Problem requirements
Retype the rows from the line with "the roof ridge." to the line with "78], [162, 79]]", including both of those lines, and nothing else.

[Start]

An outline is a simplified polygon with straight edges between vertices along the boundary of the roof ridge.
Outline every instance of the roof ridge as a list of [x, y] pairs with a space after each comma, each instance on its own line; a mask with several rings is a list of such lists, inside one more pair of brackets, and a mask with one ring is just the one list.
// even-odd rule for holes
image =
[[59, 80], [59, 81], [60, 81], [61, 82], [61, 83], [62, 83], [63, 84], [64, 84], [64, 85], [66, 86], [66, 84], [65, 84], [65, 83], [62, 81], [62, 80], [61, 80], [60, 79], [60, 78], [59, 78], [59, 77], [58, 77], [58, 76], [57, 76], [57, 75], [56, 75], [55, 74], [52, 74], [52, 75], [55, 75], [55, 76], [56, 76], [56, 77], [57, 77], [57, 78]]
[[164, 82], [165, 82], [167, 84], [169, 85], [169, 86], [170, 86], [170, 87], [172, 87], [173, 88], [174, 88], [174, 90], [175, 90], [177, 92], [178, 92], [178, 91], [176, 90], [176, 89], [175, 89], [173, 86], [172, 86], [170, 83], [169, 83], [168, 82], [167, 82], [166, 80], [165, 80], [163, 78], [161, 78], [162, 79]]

[End]
[Start]

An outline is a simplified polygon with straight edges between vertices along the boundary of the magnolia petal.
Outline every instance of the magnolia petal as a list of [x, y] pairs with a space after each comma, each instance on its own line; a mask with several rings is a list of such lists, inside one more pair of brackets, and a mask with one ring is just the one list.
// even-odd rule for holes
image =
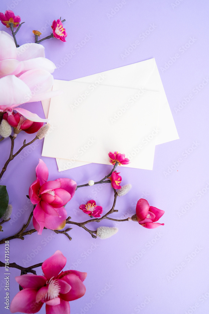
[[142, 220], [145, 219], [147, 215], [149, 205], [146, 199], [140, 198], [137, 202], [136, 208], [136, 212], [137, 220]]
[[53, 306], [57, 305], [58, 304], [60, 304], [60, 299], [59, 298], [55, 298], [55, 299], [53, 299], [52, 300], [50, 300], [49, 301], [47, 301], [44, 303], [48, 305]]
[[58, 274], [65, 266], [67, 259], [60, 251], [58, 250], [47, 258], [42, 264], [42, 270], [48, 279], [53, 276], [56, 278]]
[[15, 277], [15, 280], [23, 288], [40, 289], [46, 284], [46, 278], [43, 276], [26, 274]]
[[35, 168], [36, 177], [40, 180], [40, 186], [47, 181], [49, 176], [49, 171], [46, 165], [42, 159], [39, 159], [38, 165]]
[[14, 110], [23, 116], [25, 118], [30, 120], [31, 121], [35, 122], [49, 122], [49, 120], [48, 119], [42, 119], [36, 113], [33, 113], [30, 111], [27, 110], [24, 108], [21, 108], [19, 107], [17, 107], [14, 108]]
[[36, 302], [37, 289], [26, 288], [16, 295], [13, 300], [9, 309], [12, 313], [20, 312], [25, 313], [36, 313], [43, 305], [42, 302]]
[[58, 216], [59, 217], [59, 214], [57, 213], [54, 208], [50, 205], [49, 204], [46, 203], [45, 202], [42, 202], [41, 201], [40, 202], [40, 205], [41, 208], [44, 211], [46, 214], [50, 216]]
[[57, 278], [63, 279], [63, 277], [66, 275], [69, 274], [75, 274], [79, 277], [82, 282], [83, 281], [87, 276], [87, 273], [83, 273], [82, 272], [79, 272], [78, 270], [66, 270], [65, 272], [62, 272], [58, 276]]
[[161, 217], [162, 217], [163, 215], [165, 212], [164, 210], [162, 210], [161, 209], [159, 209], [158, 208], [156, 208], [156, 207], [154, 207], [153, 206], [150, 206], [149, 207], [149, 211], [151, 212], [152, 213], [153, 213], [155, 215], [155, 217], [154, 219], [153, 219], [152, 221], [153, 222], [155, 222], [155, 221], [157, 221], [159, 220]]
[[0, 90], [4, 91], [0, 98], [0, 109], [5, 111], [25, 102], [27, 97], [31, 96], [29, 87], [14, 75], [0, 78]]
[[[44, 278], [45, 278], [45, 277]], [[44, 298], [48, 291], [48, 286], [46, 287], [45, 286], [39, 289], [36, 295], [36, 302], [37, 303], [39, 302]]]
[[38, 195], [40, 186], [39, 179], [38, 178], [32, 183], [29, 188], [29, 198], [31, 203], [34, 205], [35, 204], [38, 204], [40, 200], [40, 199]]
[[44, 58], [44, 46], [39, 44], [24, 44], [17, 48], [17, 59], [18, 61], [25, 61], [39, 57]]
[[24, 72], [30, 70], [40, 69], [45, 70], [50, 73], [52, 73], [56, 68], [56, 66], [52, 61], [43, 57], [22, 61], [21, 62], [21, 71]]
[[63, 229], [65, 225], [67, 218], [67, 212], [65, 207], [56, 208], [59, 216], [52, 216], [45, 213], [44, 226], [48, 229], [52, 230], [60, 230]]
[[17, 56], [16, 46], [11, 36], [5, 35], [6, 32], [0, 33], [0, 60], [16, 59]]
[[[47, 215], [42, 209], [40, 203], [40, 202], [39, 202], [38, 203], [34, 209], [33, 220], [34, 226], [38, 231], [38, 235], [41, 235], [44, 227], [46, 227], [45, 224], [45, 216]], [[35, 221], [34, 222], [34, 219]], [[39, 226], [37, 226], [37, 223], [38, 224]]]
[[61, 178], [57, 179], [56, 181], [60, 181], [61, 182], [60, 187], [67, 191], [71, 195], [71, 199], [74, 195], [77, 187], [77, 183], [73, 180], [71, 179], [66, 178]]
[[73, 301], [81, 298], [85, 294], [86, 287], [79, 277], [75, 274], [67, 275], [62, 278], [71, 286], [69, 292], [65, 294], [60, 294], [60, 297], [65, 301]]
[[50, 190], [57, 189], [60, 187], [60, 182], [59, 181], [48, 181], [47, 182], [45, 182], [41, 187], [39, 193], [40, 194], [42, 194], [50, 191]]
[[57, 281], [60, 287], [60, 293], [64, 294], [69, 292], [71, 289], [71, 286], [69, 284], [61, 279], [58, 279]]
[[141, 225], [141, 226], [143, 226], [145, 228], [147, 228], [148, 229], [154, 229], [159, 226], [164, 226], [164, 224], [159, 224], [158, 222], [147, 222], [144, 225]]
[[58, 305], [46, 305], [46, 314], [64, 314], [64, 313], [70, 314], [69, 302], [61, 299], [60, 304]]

[End]

Solution to this exercise
An outline is a simplified polygon with straight edges between vertices along the boundary of the roof ridge.
Outline every instance of the roof ridge as a list of [x, y] pairs with a space after each comma, each instance on its own line; a mask with several rings is a list of such lists, inside one more pair of brackets, and a mask with one ring is just the one list.
// even-odd rule for holes
image =
[[59, 80], [59, 81], [60, 81], [61, 82], [61, 83], [62, 83], [63, 84], [64, 84], [64, 85], [66, 86], [66, 84], [65, 84], [65, 83], [62, 81], [62, 80], [61, 80], [60, 79], [60, 78], [59, 78], [59, 77], [58, 77], [58, 76], [57, 76], [57, 75], [56, 75], [55, 74], [52, 74], [52, 75], [55, 75], [55, 76], [56, 76], [56, 77], [57, 77], [57, 78]]
[[164, 82], [165, 82], [167, 84], [169, 85], [169, 86], [170, 86], [170, 87], [172, 87], [173, 88], [174, 88], [174, 90], [175, 90], [177, 92], [178, 92], [178, 91], [176, 90], [176, 89], [175, 89], [173, 86], [172, 86], [170, 83], [169, 83], [168, 82], [167, 82], [166, 80], [165, 80], [163, 78], [161, 78], [162, 79]]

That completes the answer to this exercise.